DATA FOR THE TASK:
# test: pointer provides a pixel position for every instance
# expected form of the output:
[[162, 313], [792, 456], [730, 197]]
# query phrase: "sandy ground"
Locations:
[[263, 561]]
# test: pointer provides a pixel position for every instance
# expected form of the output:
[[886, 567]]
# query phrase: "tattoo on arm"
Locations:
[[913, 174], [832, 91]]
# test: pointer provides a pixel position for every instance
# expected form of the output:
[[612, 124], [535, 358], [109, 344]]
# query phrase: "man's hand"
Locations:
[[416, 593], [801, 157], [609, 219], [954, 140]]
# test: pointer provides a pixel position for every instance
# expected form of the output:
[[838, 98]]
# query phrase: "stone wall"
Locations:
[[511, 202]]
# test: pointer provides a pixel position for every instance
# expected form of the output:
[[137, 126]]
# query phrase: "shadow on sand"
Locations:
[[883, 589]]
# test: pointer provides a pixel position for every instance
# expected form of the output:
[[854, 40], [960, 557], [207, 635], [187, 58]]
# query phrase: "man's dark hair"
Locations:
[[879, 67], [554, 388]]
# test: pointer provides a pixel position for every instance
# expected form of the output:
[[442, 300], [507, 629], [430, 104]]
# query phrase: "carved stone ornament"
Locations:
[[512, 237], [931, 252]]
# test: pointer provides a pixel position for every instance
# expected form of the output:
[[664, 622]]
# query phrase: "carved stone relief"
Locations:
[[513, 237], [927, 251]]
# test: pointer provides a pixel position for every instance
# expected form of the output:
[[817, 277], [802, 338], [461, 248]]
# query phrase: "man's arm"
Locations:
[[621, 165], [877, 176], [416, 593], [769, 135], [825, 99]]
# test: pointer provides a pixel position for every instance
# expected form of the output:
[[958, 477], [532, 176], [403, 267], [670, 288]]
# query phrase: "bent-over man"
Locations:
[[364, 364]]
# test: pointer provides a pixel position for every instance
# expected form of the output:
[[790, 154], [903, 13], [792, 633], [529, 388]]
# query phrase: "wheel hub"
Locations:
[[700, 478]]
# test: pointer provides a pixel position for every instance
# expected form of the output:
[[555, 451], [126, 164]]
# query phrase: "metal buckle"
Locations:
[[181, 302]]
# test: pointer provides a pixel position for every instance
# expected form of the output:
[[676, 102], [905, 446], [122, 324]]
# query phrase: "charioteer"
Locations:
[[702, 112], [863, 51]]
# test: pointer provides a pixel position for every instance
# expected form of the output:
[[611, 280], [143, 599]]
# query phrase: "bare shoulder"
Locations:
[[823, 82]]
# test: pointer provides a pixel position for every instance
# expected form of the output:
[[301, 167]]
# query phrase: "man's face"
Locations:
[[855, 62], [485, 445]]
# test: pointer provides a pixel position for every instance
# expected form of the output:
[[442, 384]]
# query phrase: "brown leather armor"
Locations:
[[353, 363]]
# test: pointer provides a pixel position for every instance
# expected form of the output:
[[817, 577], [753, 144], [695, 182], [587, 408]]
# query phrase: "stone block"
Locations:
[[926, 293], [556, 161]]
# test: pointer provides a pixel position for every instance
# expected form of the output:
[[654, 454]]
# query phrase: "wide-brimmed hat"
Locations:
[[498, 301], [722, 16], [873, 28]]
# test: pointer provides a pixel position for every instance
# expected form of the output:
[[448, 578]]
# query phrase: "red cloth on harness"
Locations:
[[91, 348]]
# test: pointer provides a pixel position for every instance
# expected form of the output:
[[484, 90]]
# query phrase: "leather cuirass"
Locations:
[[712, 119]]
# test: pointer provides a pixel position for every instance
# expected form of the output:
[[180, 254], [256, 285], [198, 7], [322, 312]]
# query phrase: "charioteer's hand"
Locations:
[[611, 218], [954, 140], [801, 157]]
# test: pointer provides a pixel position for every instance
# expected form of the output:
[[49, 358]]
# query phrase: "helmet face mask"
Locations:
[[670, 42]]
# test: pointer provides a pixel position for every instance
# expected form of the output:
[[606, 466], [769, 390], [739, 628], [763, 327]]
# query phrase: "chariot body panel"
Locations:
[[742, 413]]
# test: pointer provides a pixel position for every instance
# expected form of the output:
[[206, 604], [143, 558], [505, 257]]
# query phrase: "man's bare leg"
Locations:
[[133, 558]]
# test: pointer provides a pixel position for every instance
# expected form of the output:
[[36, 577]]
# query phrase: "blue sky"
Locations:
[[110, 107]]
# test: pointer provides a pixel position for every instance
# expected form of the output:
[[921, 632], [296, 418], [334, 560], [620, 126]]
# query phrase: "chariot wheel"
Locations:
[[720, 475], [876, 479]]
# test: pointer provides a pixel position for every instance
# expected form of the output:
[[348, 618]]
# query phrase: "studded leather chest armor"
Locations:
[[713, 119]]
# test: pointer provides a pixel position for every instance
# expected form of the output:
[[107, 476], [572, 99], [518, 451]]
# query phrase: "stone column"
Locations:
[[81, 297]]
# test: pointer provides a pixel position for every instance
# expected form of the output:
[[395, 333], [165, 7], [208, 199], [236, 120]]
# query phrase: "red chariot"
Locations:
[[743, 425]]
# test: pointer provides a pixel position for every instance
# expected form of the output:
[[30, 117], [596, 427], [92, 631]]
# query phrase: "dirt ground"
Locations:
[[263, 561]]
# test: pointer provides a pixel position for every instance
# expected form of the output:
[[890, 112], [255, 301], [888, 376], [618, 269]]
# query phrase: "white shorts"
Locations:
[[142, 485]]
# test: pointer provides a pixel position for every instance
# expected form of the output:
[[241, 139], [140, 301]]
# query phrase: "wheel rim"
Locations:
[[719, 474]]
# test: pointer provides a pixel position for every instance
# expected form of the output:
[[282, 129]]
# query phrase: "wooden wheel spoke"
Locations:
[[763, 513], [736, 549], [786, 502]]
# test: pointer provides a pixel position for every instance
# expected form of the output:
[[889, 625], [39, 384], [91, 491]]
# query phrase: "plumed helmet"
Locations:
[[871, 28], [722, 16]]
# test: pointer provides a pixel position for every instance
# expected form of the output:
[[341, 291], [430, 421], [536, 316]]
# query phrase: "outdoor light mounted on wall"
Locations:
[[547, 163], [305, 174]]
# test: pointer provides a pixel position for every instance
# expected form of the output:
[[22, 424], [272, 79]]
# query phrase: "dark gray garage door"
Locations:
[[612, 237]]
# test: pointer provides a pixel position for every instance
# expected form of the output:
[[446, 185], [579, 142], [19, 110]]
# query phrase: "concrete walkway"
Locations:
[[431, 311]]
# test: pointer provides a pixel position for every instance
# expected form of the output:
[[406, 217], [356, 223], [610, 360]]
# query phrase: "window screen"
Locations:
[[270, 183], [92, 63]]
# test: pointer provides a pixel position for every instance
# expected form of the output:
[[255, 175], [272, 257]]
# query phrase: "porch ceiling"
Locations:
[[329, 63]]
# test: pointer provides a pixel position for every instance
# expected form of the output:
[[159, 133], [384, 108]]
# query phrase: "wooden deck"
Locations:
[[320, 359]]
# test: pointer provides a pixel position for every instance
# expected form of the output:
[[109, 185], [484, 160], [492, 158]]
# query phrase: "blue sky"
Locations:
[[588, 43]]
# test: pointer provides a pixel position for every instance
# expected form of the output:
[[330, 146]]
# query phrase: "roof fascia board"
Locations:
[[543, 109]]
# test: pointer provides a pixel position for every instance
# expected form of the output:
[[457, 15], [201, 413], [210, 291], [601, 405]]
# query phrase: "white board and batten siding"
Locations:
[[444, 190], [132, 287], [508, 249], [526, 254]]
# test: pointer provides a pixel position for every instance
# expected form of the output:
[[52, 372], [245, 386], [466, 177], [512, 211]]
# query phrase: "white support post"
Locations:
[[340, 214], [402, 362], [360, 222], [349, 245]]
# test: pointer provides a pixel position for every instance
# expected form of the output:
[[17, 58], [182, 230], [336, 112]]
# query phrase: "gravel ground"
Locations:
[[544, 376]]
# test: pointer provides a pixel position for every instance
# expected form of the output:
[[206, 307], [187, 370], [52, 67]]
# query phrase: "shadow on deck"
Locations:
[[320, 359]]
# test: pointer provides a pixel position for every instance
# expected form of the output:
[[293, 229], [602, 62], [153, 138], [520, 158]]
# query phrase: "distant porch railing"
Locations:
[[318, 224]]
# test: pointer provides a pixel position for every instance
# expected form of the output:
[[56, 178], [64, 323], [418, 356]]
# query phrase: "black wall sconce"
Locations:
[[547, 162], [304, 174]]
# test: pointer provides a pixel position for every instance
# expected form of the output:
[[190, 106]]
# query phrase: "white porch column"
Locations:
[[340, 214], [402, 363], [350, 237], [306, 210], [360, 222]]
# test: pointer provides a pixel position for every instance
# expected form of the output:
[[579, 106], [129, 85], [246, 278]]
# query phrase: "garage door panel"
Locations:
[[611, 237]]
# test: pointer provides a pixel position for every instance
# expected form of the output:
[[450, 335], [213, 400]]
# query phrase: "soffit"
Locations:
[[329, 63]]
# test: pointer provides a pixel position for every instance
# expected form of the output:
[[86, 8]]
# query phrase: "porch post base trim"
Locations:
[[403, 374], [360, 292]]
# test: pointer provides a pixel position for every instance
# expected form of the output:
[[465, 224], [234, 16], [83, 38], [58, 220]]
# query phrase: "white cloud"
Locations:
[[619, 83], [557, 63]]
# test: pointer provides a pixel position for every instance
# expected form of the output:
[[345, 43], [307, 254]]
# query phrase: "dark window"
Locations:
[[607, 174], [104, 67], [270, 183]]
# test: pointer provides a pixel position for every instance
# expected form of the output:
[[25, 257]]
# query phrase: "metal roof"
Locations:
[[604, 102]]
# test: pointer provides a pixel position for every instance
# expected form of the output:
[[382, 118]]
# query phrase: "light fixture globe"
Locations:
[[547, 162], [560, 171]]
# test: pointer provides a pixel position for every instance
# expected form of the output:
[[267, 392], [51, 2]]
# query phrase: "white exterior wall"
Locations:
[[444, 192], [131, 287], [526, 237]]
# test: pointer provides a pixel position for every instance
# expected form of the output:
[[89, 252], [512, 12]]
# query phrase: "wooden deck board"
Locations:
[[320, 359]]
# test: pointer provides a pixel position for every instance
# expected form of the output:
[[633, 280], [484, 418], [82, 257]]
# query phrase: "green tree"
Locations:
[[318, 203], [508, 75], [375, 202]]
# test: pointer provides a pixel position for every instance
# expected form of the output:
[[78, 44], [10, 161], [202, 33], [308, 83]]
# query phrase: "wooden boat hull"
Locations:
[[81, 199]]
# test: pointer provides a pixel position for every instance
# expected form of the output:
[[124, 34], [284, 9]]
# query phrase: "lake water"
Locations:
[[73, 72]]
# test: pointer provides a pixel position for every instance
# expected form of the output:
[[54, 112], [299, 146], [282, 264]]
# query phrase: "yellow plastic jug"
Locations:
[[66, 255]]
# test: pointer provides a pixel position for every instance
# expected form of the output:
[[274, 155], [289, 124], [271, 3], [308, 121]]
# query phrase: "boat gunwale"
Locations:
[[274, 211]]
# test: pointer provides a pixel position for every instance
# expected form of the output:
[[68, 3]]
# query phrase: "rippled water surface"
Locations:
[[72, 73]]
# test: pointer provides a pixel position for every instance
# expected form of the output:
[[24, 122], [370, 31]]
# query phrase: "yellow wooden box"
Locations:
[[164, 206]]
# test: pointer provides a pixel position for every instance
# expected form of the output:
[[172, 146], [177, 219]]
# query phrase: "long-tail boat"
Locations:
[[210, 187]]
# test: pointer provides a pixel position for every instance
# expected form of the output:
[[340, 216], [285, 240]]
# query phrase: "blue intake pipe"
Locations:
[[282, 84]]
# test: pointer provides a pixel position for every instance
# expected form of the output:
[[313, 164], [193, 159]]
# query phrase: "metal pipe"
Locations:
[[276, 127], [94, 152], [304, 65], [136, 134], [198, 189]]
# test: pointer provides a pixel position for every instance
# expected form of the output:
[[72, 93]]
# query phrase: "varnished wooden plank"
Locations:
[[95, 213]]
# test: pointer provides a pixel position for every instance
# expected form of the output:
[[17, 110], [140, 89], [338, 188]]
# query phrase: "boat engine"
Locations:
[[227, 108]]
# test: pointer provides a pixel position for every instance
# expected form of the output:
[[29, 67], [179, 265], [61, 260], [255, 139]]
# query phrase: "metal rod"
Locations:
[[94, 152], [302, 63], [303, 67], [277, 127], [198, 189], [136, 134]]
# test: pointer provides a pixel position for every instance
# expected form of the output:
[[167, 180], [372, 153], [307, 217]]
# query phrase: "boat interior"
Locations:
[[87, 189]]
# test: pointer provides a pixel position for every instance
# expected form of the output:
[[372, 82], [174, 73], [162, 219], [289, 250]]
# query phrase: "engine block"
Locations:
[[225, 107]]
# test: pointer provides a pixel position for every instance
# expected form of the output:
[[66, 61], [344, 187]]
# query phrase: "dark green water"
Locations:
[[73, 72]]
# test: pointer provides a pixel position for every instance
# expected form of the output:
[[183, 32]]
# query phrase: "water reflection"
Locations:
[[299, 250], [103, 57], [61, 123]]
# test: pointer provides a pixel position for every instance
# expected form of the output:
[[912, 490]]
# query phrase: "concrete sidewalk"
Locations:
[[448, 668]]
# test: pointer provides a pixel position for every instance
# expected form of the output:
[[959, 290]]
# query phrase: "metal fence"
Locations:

EXERCISE AIM: Gather every line in the data above that contains the string "dark". The match is case-sensitive.

WRITTEN RESPONSE:
# query phrase: "man's dark hair"
# query phrase: "dark gray garage door"
# query phrase: "dark window"
# query phrase: "dark green water"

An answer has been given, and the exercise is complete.